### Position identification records
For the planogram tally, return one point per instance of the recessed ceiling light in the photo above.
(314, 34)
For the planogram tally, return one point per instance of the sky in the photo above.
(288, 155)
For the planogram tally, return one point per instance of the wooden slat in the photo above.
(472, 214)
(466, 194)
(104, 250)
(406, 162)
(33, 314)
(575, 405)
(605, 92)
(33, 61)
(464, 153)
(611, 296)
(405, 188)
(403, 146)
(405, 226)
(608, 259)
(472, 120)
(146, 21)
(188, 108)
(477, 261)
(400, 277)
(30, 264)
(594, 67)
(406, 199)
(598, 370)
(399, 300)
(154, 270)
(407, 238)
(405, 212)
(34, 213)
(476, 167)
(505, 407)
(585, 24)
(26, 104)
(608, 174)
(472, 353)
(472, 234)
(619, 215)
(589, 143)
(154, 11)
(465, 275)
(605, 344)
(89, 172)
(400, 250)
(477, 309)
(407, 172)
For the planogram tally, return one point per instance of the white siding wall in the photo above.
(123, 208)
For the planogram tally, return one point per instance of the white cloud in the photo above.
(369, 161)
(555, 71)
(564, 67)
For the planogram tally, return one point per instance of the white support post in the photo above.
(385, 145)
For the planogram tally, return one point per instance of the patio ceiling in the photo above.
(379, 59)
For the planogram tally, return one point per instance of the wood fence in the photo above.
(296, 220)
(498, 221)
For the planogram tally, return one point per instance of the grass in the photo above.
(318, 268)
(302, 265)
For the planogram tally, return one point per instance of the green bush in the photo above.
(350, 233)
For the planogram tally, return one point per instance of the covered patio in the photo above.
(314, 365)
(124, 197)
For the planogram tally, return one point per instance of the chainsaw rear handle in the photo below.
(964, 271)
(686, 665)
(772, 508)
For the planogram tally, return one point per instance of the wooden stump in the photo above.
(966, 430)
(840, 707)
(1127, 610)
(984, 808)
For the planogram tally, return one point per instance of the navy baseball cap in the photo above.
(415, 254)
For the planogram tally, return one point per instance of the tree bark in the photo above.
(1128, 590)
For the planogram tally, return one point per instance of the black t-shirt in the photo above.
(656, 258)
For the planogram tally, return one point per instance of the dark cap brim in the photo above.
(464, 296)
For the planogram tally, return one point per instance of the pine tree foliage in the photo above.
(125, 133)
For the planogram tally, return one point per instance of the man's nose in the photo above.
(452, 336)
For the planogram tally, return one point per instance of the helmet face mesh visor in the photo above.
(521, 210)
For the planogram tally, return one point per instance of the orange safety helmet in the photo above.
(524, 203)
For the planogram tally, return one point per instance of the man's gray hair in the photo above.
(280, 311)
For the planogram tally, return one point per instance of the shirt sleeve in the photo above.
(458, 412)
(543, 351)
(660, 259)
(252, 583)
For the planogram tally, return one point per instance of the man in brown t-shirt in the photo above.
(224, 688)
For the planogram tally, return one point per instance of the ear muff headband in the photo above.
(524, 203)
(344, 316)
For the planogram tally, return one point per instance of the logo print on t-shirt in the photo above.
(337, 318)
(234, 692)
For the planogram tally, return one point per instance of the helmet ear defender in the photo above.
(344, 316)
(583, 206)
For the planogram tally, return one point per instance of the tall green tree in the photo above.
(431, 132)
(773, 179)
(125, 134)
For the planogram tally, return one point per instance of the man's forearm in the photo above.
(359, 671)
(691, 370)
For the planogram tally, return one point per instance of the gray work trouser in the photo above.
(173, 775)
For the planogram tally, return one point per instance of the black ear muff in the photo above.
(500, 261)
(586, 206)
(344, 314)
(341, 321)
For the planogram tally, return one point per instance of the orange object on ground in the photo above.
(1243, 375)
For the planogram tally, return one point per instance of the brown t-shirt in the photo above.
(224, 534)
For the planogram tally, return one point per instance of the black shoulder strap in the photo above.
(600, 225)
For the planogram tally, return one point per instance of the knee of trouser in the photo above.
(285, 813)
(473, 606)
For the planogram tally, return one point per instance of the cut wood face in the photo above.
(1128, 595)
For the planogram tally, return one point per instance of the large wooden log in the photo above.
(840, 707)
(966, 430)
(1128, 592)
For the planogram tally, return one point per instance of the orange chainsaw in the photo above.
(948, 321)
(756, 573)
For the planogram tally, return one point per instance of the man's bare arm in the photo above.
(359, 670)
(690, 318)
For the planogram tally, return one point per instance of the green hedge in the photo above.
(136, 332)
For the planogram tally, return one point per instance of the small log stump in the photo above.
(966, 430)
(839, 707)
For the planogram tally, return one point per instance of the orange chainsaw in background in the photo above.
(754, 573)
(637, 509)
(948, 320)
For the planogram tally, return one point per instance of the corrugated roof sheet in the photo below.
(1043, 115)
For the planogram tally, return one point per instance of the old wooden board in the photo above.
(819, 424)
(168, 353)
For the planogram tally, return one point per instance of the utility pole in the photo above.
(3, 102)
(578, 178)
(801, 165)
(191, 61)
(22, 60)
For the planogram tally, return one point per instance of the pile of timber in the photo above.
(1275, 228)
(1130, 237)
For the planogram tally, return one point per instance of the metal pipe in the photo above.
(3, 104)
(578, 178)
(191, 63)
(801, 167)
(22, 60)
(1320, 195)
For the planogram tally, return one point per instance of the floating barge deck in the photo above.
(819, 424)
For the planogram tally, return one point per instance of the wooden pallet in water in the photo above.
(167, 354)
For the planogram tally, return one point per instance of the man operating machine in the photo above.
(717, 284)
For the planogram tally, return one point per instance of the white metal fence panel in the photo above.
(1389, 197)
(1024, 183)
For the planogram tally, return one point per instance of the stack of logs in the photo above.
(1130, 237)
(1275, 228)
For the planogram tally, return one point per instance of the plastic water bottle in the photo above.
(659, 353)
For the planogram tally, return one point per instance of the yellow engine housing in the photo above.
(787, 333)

### What you are asked to do
Repeat the material above in full, quoting it exactly.

### Full answer
For the planogram tally, return one point per instance of the recessed ceiling light in the photo above.
(314, 34)
For the planogram tally, return one point per instance of the sky in the photo above.
(288, 155)
For the planogram tally, return one point per instance of the wooden slat in the photo above.
(472, 214)
(466, 194)
(104, 250)
(406, 162)
(33, 314)
(575, 405)
(605, 92)
(33, 61)
(464, 153)
(611, 296)
(405, 188)
(403, 146)
(405, 226)
(608, 259)
(472, 120)
(146, 21)
(188, 108)
(477, 261)
(400, 277)
(30, 264)
(594, 67)
(406, 199)
(598, 370)
(399, 300)
(154, 270)
(407, 238)
(405, 212)
(34, 213)
(476, 167)
(505, 407)
(585, 24)
(26, 104)
(608, 174)
(472, 353)
(472, 234)
(619, 215)
(589, 143)
(154, 11)
(465, 275)
(605, 344)
(89, 172)
(400, 250)
(477, 309)
(407, 172)
For the planogram tally, return one point per instance of the white siding wall in the photo above.
(123, 208)
For the planogram tally, return one point per instance of the white cloud in the photo above.
(369, 161)
(555, 71)
(564, 67)
For the planogram tally, return one point per instance of the white support post in the photo above.
(385, 145)
For the planogram tally, return one point per instance of the patio ceiling in the photo above.
(379, 59)
For the planogram tally, return one point per instance of the wood fence in the photo above.
(296, 220)
(498, 221)
For the planogram tally, return one point per instance of the grass in the photo above.
(318, 268)
(302, 265)
For the planogram tally, return one point per instance of the green bush in the photo above.
(350, 233)
For the planogram tally, return one point per instance of the covered patio in the photo above.
(314, 365)
(124, 197)
For the planogram tally, return one point per instance of the chainsaw rear handle in the photo below.
(964, 271)
(686, 665)
(772, 508)
For the planogram tally, return one point per instance of the wooden stump in the photo above.
(966, 430)
(840, 707)
(1127, 610)
(984, 808)
For the planogram tally, return one point per instance of the navy baseball cap in the photo above.
(415, 254)
For the planogram tally, return one point per instance of the tree bark in the photo above.
(1128, 590)
For the planogram tally, return one point per instance of the black t-shirt in the photo above.
(656, 258)
For the planogram tally, return one point per instance of the dark cap brim in the photo above.
(464, 296)
For the planogram tally, return one point per instance of the pine tree foliage in the photo above.
(125, 133)
For the planogram tally, return one point per instance of the man's nose in the photo above.
(452, 336)
For the planogram tally, return one point per instance of the helmet face mesh visor in the photo above.
(521, 210)
For the planogram tally, return one point per instance of the orange safety helmet in the photo above.
(524, 203)
For the planogram tally, return one point per instance of the man's gray hair in the photo above.
(280, 311)
For the planogram tally, return one point per instance of the shirt sleeve in the photo above.
(458, 412)
(543, 351)
(660, 259)
(252, 583)
For the planogram tally, return one point per instance of the man in brown t-shirt in the photo above.
(224, 688)
For the planogram tally, return one point per instance of the ear muff headband in the photo above.
(524, 203)
(344, 316)
For the planogram tally, return one point per instance of the logo print on t-shirt in the photo above.
(337, 318)
(234, 692)
For the planogram tally, return one point per instance of the helmet ear defender in the photo above.
(344, 316)
(583, 206)
For the planogram tally, return one point per instance of the tall green tree in the photo above.
(431, 132)
(773, 179)
(125, 134)
For the planogram tally, return one point per instance of the man's forearm in the photo above.
(359, 671)
(691, 370)
For the planogram tally, return one point per instance of the gray work trouser in the photo above.
(173, 775)
For the planogram tally, return one point per instance of the black ear muff in the photo above.
(500, 261)
(586, 206)
(344, 314)
(341, 321)
For the planogram tally, return one point per instance of the orange object on ground in the photo above.
(1243, 375)
For the planogram tally, return one point per instance of the brown t-shirt in the photo above.
(224, 534)
For the planogram tally, return one point per instance of the black shoulder strap in the photo above.
(600, 225)
For the planogram tally, return one point per instance of the knee of trouser in the photo above.
(285, 813)
(473, 606)
For the planogram tally, return one point per instance of the cut wood face in the photo above.
(1128, 595)
For the planogram tally, return one point per instance of the large wooden log in the photo above.
(840, 707)
(966, 430)
(1128, 592)
For the planogram tally, return one point per instance of the orange chainsaw in the photo above.
(948, 321)
(756, 573)
For the planogram tally, return one point per instance of the man's bare arm in the photo above.
(359, 670)
(690, 318)
For the planogram tally, return one point per instance of the green hedge in the photo above.
(136, 332)
For the planogram tally, return one point per instance of the small log stump in the photo above.
(966, 430)
(839, 707)
For the planogram tally, return one point per instance of the orange chainsaw in background in the photo above.
(754, 573)
(637, 509)
(948, 320)
For the planogram tally, return one point per instance of the corrugated roof sheet in the photo below.
(1043, 115)
For the planogram tally, return one point per instance of the old wooden board in the photo above.
(819, 424)
(168, 353)
For the planogram tally, return one point per instance of the utility pole in the photo above.
(3, 102)
(578, 178)
(801, 165)
(191, 61)
(22, 60)
For the planogram tally, return one point per instance of the pile of timber in the photo above.
(1275, 228)
(1130, 237)
For the planogram tally, return one point per instance of the metal pipe in the photo above.
(3, 104)
(578, 178)
(191, 63)
(801, 167)
(22, 60)
(1320, 195)
For the planogram tally, return one point per instance of the floating barge deck in the photo above.
(819, 424)
For the planogram tally, return one point per instance of the wooden pallet in water in the photo above.
(167, 354)
For the planogram tally, return one point per instance of the man operating machine in the photo above.
(717, 284)
For the planogram tally, return one point per instance of the white metal fence panel in the photo above.
(1389, 197)
(1024, 183)
For the planogram tally, return one point per instance of the stack of logs in the photo above.
(1130, 237)
(1275, 228)
For the planogram tally, return one point per instance of the plastic water bottle in the photo above.
(659, 353)
For the planogram tally, return one point per instance of the yellow engine housing in the photo above.
(787, 333)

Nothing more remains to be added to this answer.